◆ **Written problem**: Print the whole listing exactly.

====== Material for the task

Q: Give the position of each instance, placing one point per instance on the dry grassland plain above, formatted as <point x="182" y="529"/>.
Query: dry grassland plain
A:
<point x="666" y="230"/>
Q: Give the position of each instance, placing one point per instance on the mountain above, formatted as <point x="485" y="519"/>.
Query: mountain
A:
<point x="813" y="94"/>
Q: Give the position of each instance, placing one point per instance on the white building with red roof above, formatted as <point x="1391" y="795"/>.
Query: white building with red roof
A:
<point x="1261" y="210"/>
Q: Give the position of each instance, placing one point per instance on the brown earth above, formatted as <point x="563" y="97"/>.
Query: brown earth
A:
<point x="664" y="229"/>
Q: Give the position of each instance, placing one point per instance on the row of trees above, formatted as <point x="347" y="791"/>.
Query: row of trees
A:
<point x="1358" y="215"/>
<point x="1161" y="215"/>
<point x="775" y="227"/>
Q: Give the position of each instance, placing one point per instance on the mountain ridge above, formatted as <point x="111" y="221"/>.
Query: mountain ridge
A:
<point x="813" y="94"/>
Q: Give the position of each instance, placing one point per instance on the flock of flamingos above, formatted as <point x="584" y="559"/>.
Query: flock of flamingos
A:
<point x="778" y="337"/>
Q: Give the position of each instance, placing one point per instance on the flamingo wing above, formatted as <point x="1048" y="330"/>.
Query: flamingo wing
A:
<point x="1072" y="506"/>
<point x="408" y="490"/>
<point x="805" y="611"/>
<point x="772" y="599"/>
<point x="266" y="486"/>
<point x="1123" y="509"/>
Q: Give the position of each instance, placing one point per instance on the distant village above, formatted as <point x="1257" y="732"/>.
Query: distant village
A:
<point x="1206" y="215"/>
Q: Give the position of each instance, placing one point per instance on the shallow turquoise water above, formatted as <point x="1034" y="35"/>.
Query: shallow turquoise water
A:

============

◆ **Correct result**:
Q: Give the position of each instance, placing one point per instance on the dry grassland plain above, formatted as <point x="182" y="529"/>.
Query: dry grassland plain
A:
<point x="666" y="230"/>
Q: Give the position of each instance, placing one point per instance on the mountain above, formatted as <point x="485" y="519"/>.
Query: mountain
A:
<point x="813" y="94"/>
Q: Give the position of each instance, placing one point per instance on the white building with red roof above, formatted as <point x="1391" y="795"/>.
Query: white building with red roof
A:
<point x="1261" y="210"/>
Q: Give the position of each instance, placing one point per instance on the brown earth above, formatted as <point x="563" y="97"/>.
Query: brown earth
A:
<point x="664" y="229"/>
Q: Give the position of each instance, placing one point per instance on the row of trees above, formatted as <point x="347" y="791"/>.
Query: row of trees
A:
<point x="1358" y="215"/>
<point x="1161" y="215"/>
<point x="775" y="227"/>
Q: Give the position of each instance, placing one point per instance on the mountain ridge above, formatted as <point x="111" y="221"/>.
Query: mountain ridge
A:
<point x="813" y="94"/>
Q: Give the position of each instance, placing one point per instance on the flock of flamingos above, formatted as <point x="584" y="559"/>.
Query: flock of flamingos
A:
<point x="778" y="337"/>
Q: Give the position of each instance, placing one point per instance on the flamingo wing above, formatted as <point x="1048" y="330"/>.
Query: flamingo wing
A:
<point x="1072" y="506"/>
<point x="408" y="490"/>
<point x="805" y="611"/>
<point x="772" y="599"/>
<point x="266" y="486"/>
<point x="1123" y="509"/>
Q: Give the position of each instance, placing one point per instance on the distant village above, formatted as <point x="1257" y="732"/>.
Query: distant village
A:
<point x="1206" y="215"/>
Q: Give the position of each instance, placing one point per instance on the shallow turquoise water above, formatted as <point x="1034" y="35"/>.
Query: shallow turquoise water
A:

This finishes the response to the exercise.